BEGIN TEXT SHOWN

We invite you to help us kick-off the 10th annual Riverside Saginaw Film Festival with a special event appealing to film lovers and book lovers alike. We are offering a one-time only screening of a lovely film based on a beloved bestselling Swedish novel, A Man Called Ove at 7:00 pm on Thursday, November 10th, at Pit and Balcony Theatre.
When Atria Books Editorial Director Peter Borland was sent the first 50 pages of a novel translated from the Swedish just 3 years ago, he never could have imagined that it would become a national sensation. Published in hardcover in 2014, the book by Fredrik Backman did well, and, driven by independent bookstores and book clubs throughout America, sales of the paperback published last year took off through the roof. A Man Called Ove has been firmly planted on the best seller lists for the past year and over 650,000 copies have been sold in the U.S. with broad appeal in every demographic and long waiting lists at public libraries across the country.
Now, Swedish filmmaker Hannes Holm brings the beloved Ove to life in the 2016 film adaptation. A touching comedy, A Man Called Ove is the heartwarming tale of a stubborn, short-tempered man with strictly held beliefs, rigid routines and the feeling that everyone around him is an idiot. His world is shaken up by the arrival of new neighbors leading to an unexpected friendship and a turnaround in the world-weary man's life.
A Man Called Ove is Sweden's official entry for an Academy Award for best foreign language film.
6:30pm reception featuring an assortment of traditional Swedish fare. A discussion led by Bill O’Brien of Hoyt Library will be held in the theatre immediately following the film. Reception and discussion are included with film admission.

END TEXT SHOWN
BEGIN DATA EXTRACT

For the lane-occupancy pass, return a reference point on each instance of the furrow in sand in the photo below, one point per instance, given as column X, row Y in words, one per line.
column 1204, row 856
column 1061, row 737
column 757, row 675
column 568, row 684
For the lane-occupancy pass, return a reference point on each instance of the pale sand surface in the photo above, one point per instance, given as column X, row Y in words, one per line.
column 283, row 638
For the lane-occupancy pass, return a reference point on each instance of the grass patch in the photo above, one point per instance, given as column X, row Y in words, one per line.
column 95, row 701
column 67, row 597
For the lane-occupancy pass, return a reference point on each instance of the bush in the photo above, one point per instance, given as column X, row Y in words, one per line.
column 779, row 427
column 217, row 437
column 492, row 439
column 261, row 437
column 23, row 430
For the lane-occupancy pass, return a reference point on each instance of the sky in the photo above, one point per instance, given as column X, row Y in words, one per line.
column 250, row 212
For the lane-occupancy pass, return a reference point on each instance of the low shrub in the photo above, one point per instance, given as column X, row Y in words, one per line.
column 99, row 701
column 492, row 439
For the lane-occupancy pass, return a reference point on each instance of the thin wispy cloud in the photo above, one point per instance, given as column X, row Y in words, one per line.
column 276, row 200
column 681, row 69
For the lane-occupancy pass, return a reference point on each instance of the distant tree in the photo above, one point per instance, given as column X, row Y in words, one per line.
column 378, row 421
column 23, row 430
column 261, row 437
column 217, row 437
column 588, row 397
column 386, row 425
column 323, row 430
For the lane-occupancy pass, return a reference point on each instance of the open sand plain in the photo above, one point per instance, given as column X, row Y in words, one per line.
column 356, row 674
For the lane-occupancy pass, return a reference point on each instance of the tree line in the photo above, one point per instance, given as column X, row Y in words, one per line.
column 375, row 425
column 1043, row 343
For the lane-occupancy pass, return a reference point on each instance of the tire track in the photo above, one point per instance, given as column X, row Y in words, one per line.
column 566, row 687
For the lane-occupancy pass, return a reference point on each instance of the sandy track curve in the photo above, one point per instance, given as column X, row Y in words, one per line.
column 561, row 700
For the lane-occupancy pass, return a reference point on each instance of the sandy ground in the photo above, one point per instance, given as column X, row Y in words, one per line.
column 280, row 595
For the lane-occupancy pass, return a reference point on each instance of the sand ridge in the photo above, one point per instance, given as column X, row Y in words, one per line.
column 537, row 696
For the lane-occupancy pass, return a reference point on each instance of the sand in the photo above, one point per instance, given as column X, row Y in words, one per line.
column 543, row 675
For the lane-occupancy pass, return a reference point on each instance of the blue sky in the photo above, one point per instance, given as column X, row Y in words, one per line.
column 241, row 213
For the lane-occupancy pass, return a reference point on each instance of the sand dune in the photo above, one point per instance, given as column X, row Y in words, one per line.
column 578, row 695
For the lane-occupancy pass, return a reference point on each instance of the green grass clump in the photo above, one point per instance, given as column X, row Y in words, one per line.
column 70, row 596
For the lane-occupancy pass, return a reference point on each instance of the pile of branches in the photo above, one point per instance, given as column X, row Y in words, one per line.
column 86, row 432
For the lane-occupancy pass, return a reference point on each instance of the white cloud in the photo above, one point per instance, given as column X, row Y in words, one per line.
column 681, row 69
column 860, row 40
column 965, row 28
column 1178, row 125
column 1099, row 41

END DATA EXTRACT

**ACTIVITY A:** In the announcement of the A Man Called Ove screening, who will lead the discussion held after the film?
**ACTIVITY B:** Continue the announcement of the A Man Called Ove screening, starting after its final sentence.

**EXERCISE OUTPUT A:** Bill O’Brien of Hoyt Library

**EXERCISE OUTPUT B:**
“If there was an award for ‘Most Charming Book of the Year,’ this first novel by a Swedish blogger-turned-overnight-sensation would win hands down.”
Booklist, starred review
Friday, November 11 at 5:00 pm and Saturday, November 12 at 8:00 pm (Hoyt Library)
Phil’s Camino 2016 USA Documentary Not Rated 26 mins.
Sponsored by Marie Guimond and Dave Tuskey
A free spirit wants to walk the Camino de Santiago in Spain, while facing Stage 4 cancer in his hometown of Seattle. Told he shouldn’t do the walk, he builds his own Camino in the forest behind his house and ends up walking the same 500 mile distance. Dir. Annie O’Neal, Jessica Lewis. Audience Award winner, Palm Springs International Short Film Festival 2016.
A Skype conversation with the Director is planned for the Friday show.
Landfill Harmonic 2016 Paraguay no rating Documentary/Music 84 mins.
Sponsored by Irene Hensinger
The Recycled Orchestra, made up of materials saved from the trash heap, is the subject of this film which highlights two vital concerns of our time: poverty and pollution. Following the lives of a garbage picker, a music teacher and a group of children from a Paraguayan slum, we watch them create instruments and music. When their story becomes known, they go on tour and fulfill a dream: to play with heavy metal band, Megadeth.
"Like recycled garbage used to create symphonic-quality musical instruments, Brad Allgood and Graham Townsley's Landfill Harmonic is a secret treasure.”
Kate X Messer, Austin Chronicle.
Saturday, November 12 at 5:00 pm (Pit and Balcony)
Buffalo 2015 USA Not Rated 78 mins
Sponsored by Delta College Radio
Roger, a lonely cab driver, is diagnosed with a terminal disease. Shaken by the sudden death of his ex-wife, he steals a cab from his job and sets out to find the son he hasn’t seen in more than 30 years. Dir. Michael McCallum. Stars: William C. McCallum, Barb Dalman, Erik J. Keener. Winner, Festival Prize for Best Dramatic Feature, at the 2015 Los Angeles DIY Film Festival.
Director Michael McCallum will be present for a Q & A.
Saturday, November 12 at 8:00 pm (Pit and Balcony)
Saginaw native, Sean O’Grady will discuss his three-year journey producing his debut film:
LAND GRAB 2016 USA Documentary NR 76 mins.
Sponsored by Allen Supply
Story of an eccentric finance mogul who dreams of investing $30 million to create the world’s largest urban farm in one of Detroit’s most economically depressed neighborhoods. The project has strong backers and equally strong critics.